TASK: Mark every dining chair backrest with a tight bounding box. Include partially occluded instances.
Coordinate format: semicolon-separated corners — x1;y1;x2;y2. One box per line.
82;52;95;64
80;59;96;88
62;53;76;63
========================
» Goal
Render the listing above as a Markdown table with the columns "Row" and "Line," assigning each nonblank line its own numbered row and omitting blank lines.

» Exercise solution
| Row | Line |
|---|---|
| 1 | TASK: Mark every dining chair backrest with a tight bounding box. Include partially occluded instances. |
| 2 | Coordinate format: semicolon-separated corners — x1;y1;x2;y2. One box per line. |
| 3 | 82;52;95;64 |
| 4 | 80;59;96;88 |
| 5 | 62;53;76;63 |